--- BEGIN STORED ROWS ---
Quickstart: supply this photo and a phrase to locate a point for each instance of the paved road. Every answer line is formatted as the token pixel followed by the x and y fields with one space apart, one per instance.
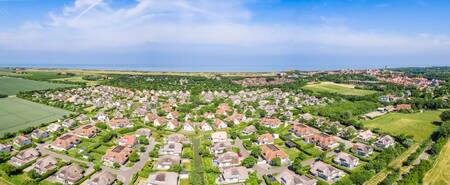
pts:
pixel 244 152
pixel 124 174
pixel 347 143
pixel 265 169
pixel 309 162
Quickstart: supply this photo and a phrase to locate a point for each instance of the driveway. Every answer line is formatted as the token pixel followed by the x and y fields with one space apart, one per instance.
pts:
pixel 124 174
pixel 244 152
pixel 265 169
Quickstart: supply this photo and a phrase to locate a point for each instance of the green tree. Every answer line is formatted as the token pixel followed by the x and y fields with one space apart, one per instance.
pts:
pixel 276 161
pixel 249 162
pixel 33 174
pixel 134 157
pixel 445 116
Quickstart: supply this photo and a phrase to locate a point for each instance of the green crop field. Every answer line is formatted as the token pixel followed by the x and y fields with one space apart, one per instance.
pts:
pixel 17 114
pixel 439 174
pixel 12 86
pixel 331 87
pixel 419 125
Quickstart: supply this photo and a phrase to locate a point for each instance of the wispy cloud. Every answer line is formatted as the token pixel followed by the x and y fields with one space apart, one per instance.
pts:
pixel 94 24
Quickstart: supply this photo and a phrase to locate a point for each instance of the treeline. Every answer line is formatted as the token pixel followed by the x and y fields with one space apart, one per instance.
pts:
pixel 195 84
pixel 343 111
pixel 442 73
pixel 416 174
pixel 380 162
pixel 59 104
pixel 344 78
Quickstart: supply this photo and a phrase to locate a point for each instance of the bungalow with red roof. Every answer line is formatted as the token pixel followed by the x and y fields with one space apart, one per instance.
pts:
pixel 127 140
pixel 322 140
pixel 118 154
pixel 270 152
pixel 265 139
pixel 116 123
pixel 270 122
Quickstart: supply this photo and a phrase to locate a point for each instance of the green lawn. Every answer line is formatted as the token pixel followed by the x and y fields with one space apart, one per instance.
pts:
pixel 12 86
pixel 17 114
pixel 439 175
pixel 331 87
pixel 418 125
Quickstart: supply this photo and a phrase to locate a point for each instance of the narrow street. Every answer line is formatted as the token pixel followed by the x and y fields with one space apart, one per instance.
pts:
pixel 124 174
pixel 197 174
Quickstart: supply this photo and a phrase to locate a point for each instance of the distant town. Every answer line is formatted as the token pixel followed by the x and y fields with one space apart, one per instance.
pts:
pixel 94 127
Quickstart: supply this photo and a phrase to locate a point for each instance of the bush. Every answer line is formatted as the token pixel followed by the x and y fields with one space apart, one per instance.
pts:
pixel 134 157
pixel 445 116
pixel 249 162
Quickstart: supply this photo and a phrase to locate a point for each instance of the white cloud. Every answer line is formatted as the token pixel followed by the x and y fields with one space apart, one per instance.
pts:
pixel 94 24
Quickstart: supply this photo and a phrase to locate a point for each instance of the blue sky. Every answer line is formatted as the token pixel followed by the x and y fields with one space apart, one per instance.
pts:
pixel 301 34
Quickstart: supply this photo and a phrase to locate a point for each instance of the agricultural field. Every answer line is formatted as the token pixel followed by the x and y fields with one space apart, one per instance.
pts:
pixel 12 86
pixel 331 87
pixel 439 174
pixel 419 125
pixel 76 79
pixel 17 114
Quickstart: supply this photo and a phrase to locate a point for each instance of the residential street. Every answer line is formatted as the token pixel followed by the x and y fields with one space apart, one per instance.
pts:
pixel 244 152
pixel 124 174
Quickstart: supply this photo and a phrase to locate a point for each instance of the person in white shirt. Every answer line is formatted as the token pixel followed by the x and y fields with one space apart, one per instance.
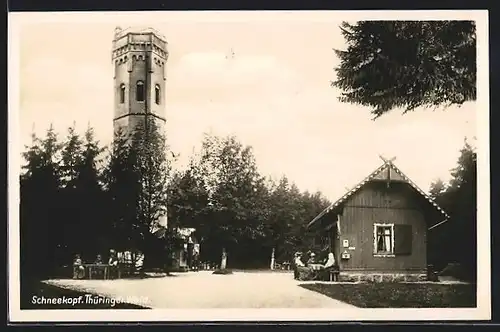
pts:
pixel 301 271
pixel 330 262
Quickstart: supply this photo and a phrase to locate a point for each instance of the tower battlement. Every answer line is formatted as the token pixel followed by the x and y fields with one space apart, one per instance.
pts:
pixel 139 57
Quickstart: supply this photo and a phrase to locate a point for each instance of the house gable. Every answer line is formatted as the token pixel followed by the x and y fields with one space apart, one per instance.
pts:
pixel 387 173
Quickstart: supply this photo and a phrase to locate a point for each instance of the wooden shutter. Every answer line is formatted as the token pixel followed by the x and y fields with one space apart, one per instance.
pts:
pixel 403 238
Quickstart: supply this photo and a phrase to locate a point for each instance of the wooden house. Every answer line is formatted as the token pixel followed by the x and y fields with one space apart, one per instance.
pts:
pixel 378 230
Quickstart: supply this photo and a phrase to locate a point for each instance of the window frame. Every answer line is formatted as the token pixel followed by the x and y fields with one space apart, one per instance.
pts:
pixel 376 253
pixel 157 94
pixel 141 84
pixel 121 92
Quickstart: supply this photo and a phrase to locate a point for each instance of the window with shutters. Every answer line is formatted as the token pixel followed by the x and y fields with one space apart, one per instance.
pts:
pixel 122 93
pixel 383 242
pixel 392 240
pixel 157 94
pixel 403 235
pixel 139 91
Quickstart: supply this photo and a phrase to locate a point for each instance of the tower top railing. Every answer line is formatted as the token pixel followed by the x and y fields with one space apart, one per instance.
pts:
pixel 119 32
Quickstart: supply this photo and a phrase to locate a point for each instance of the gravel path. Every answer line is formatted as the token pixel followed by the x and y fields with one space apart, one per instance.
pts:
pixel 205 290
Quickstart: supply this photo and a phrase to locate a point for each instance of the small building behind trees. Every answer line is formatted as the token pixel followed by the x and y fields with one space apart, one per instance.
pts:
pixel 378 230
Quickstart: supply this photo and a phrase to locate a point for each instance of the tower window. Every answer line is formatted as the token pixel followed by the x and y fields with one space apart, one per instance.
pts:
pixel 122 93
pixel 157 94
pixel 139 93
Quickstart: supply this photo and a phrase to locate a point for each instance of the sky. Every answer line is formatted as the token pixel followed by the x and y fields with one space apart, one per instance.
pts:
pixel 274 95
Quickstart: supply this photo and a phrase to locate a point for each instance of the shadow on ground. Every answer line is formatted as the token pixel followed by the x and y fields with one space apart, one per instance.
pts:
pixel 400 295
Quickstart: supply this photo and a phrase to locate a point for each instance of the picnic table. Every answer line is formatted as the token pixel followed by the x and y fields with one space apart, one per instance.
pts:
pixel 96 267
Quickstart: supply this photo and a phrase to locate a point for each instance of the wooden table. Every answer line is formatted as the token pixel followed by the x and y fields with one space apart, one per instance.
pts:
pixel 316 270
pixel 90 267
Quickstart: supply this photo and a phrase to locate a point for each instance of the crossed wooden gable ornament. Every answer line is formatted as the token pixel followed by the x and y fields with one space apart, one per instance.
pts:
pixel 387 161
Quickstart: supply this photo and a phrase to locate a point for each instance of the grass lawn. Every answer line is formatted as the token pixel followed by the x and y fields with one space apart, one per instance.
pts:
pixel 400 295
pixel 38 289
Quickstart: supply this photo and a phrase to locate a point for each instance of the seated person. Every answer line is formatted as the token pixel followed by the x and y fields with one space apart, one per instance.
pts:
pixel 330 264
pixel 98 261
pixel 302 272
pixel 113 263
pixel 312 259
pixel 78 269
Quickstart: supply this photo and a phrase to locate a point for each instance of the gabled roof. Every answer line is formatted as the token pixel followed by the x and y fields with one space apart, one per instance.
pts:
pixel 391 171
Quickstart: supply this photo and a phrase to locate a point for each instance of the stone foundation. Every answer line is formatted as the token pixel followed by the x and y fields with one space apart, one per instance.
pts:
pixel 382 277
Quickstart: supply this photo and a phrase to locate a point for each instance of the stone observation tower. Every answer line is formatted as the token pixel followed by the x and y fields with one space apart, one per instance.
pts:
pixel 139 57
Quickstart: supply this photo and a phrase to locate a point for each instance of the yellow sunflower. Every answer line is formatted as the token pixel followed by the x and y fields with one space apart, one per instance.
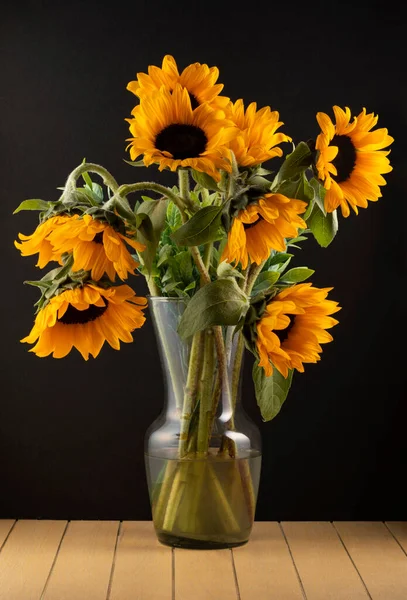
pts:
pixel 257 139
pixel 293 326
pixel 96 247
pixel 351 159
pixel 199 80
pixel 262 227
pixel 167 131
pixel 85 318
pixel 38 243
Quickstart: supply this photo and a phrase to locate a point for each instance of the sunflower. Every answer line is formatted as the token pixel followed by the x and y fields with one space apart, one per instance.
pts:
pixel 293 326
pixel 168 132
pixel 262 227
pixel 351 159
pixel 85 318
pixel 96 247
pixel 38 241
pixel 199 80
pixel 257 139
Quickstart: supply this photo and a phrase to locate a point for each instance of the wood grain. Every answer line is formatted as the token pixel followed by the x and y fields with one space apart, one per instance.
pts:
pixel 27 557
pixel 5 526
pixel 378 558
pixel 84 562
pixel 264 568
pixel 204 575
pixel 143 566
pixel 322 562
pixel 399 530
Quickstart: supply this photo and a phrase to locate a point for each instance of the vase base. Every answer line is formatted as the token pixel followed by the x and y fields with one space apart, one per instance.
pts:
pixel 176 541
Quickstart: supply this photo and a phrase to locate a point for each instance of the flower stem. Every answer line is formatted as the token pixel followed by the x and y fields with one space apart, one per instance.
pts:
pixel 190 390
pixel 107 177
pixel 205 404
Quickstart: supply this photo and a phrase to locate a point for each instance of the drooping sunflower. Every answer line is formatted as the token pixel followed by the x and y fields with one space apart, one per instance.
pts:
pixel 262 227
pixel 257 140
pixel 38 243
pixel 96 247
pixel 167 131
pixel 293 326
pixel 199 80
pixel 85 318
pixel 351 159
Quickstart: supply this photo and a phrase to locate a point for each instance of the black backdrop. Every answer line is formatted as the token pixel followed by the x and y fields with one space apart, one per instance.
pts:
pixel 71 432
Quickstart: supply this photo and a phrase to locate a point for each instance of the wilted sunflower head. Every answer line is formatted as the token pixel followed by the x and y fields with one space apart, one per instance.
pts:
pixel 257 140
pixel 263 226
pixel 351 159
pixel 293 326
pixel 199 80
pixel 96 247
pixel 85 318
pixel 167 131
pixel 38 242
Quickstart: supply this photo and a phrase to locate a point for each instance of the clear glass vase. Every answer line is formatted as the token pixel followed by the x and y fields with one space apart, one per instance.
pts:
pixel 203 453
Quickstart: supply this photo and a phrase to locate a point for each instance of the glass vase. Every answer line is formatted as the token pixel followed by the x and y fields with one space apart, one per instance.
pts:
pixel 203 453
--- END STORED ROWS ---
**EXERCISE INSTRUCTIONS:**
Convert everything from the line containing "the window with" down to the line containing "pixel 139 91" into a JSON list of strings, one string per line, leaving out blank lines.

**REPLY TO THE TASK:**
[
  "Quickstart: supply this photo and a phrase to locate a point for each instance of the window with shutters. Every answer line is formatted as the token pixel followed by the x and y fields with one space apart, one per instance.",
  "pts:",
  "pixel 122 93",
  "pixel 383 242",
  "pixel 392 240",
  "pixel 157 94",
  "pixel 403 235",
  "pixel 139 91"
]